(Listing of points on named objects)
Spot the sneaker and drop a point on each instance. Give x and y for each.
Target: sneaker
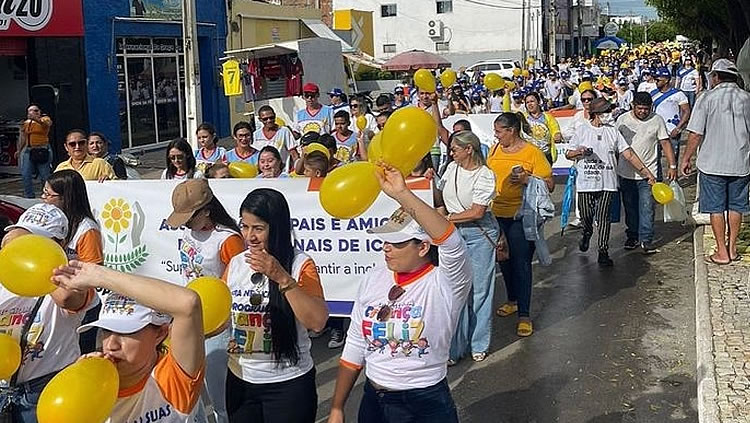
(604, 260)
(312, 334)
(631, 244)
(337, 339)
(649, 248)
(584, 244)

* _TASK_: Write out every line of the listing above again, including the lines that precede the answers, and shift each answer coordinate by adding -46 to it. Leave the pictures out of your reply.

* _RESULT FOR THIS EXERCISE_:
Spot the sneaker and drop a point on each instance. Give x and y for each.
Target: sneaker
(558, 214)
(266, 288)
(585, 198)
(291, 293)
(603, 202)
(538, 198)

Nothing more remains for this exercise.